PROBLEM TO SOLVE >> Print every entry word for word, but omit the pictures.

------------------------

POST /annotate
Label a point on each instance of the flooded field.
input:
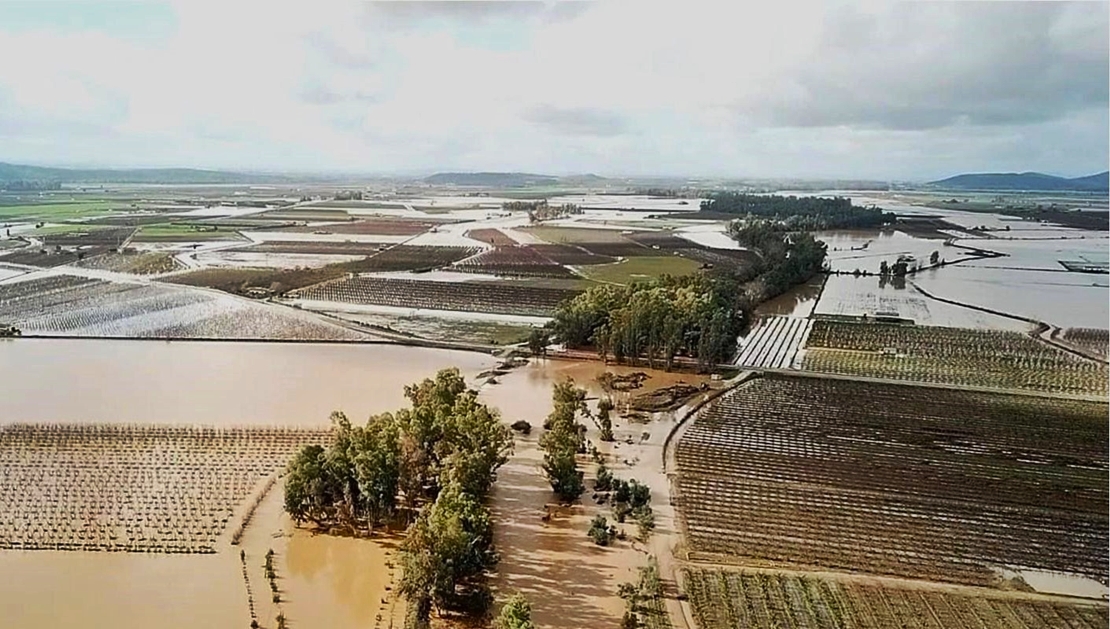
(324, 581)
(1066, 300)
(211, 383)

------------------------

CORRECT OUTPUT >>
POST /annotate
Label a point on each instance of the flooded field.
input:
(324, 581)
(1066, 300)
(211, 383)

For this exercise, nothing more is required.